> _What the task asks_
Reproduce the data below without any changes, from the line with "spotting the cloud" to the line with "[[119, 65, 136, 80], [167, 66, 185, 82]]", including both of those lines.

> _Data for this task_
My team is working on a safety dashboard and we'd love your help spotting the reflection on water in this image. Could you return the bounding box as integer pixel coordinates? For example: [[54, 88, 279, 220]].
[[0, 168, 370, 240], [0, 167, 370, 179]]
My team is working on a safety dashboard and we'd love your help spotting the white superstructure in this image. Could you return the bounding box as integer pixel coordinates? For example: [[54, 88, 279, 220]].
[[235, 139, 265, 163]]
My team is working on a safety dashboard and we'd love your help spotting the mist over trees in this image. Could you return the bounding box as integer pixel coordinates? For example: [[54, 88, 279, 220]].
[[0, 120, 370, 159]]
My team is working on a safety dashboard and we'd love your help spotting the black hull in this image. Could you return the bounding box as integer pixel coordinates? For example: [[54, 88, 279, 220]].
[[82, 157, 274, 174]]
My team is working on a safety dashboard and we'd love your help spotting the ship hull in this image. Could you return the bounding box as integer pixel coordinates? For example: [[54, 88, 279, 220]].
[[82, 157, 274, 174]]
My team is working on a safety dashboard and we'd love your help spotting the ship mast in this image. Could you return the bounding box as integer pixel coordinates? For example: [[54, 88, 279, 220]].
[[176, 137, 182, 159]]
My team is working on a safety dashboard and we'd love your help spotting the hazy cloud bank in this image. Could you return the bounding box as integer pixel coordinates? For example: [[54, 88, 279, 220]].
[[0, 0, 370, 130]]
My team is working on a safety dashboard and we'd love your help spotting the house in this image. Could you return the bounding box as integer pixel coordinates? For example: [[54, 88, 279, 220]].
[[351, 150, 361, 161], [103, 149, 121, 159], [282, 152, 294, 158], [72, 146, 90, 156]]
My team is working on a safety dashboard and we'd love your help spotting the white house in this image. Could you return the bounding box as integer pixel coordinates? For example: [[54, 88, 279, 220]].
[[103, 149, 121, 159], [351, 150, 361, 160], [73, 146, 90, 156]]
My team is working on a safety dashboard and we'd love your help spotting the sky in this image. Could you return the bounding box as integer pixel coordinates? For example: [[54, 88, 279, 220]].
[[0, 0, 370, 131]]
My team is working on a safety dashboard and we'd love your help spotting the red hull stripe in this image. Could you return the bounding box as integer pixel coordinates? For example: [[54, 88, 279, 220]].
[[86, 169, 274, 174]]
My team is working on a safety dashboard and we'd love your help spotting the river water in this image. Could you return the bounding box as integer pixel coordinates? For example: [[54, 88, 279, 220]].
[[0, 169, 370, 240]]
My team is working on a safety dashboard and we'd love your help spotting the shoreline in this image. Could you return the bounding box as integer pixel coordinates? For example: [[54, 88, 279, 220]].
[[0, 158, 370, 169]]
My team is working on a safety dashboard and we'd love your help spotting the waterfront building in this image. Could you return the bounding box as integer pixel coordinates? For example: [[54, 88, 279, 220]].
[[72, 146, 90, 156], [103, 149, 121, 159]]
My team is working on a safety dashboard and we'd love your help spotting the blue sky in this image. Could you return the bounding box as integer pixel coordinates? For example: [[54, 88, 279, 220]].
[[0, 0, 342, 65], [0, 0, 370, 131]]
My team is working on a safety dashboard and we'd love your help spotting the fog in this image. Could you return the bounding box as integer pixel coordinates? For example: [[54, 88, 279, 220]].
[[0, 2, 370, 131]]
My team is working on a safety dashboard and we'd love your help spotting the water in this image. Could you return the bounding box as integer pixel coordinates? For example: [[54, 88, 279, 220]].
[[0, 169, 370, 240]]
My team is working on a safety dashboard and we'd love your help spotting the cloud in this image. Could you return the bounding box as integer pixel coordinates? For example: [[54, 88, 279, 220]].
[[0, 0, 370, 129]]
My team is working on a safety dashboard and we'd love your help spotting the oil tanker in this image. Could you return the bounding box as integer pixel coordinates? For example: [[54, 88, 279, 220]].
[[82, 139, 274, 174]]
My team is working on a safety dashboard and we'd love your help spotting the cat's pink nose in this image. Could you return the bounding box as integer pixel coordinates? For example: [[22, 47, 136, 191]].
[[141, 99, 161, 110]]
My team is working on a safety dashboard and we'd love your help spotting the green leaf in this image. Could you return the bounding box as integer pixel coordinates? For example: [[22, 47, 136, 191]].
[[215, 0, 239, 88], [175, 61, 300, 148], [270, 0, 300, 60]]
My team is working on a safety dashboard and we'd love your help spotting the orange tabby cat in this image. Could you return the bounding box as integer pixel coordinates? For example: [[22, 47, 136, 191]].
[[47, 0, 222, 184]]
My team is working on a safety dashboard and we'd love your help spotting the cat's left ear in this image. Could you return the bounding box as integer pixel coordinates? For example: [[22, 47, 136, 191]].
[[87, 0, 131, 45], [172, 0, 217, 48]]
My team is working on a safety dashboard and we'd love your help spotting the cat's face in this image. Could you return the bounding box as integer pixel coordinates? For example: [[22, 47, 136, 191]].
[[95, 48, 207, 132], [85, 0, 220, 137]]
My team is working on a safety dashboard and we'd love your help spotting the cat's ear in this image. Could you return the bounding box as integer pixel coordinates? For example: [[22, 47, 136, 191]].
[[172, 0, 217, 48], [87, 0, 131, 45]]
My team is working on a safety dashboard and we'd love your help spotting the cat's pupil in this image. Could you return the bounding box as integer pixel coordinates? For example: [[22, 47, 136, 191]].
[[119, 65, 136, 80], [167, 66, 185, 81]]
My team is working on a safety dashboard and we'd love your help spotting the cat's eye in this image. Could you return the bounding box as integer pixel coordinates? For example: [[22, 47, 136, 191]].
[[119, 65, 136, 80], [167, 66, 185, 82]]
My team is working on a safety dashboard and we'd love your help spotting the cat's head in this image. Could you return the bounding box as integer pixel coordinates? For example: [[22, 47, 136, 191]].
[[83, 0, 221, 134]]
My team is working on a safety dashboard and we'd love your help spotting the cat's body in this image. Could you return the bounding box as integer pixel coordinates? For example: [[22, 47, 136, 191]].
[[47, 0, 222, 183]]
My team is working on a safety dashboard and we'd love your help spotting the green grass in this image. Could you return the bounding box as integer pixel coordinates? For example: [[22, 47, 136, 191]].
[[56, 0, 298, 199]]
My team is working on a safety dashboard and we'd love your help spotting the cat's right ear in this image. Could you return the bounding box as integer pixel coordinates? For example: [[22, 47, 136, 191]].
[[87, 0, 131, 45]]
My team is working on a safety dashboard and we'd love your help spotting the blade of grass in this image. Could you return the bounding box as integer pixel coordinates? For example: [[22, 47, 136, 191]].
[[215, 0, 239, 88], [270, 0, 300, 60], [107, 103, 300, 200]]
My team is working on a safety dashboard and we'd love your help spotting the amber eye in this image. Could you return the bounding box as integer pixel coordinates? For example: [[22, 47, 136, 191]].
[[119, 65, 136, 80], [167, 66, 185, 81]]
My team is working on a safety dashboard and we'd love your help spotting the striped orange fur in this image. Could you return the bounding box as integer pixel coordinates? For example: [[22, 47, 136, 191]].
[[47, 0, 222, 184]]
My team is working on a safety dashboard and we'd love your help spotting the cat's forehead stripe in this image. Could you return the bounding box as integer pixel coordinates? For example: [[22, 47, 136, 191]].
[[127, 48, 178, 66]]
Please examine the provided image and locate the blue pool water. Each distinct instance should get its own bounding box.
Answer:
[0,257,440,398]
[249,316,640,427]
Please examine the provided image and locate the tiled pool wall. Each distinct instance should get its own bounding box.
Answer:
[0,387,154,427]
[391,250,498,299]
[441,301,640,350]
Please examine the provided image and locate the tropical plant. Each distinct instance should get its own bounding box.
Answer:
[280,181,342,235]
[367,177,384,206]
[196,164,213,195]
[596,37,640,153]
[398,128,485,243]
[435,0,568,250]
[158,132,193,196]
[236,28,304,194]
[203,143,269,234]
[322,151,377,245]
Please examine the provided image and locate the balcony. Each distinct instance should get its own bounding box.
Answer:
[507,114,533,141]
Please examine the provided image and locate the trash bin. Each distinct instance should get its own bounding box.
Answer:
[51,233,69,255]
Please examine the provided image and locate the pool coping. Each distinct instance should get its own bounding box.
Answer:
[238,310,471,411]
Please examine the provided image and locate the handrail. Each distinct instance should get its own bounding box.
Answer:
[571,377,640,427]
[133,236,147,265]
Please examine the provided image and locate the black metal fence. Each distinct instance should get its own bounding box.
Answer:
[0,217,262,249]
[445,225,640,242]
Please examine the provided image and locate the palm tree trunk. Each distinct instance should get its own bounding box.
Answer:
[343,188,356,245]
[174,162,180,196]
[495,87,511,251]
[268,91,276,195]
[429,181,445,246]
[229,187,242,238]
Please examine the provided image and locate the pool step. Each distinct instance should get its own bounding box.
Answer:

> _Result of the task_
My team is working on a safety dashboard and we'd love your help spotting the cloud in this image. Could you return the bounding box as integer pixel coordinates? For example: [[54, 88, 279, 220]].
[[0, 0, 370, 129]]
My team is working on a safety dashboard and we'd love your help spotting the oil tanker in this image. Could you return the bounding box as integer pixel coordinates? For example: [[54, 88, 279, 220]].
[[82, 139, 274, 174]]
My team is working on a safety dashboard and we'd love your help spotting the cat's pink nose in this image. Could you return the bounding box as integer pixel coordinates? For example: [[22, 47, 136, 191]].
[[141, 99, 161, 110]]
My team is working on a safety dashboard and we'd love your help spotting the green leaf in this image. Could you return the bounding box as integer pixel coordinates? For example: [[22, 47, 136, 191]].
[[215, 0, 239, 88], [175, 61, 300, 148], [270, 0, 300, 60]]
My team is working on a safety dashboard and we'd love your help spotting the orange tabby cat in this image. Could you return the bounding box as integer pixel coordinates? For example: [[22, 47, 136, 191]].
[[47, 0, 222, 184]]
My team is working on a safety dashboard and we'd love your help spotting the cat's left ear in this image. Could you return the bounding box as integer pixel coordinates? For example: [[22, 47, 136, 191]].
[[87, 0, 131, 45], [172, 0, 217, 48]]
My team is working on a safety dashboard and we'd love your help spotting the cat's face in this image. Could you return the bounding box as integer pixel coordinates? For example: [[22, 47, 136, 191]].
[[95, 48, 207, 132], [85, 0, 220, 137]]
My team is working on a safety dashboard and we'd love your help spotting the cat's ear in this image. Could you return the bounding box as integer pixel coordinates? For example: [[22, 47, 136, 191]].
[[172, 0, 217, 48], [87, 0, 131, 45]]
My team is working on a safety dashboard and we'd love your help spotting the cat's pupil in this image. Could you return the bounding box as integer pixel coordinates? For example: [[22, 47, 136, 191]].
[[119, 65, 136, 80], [167, 66, 185, 81]]
My team is working on a safety dashboard and we'd love your help spotting the cat's eye in this image. Could you return the bounding box as integer pixel coordinates? For example: [[22, 47, 136, 191]].
[[119, 65, 136, 80], [167, 66, 185, 82]]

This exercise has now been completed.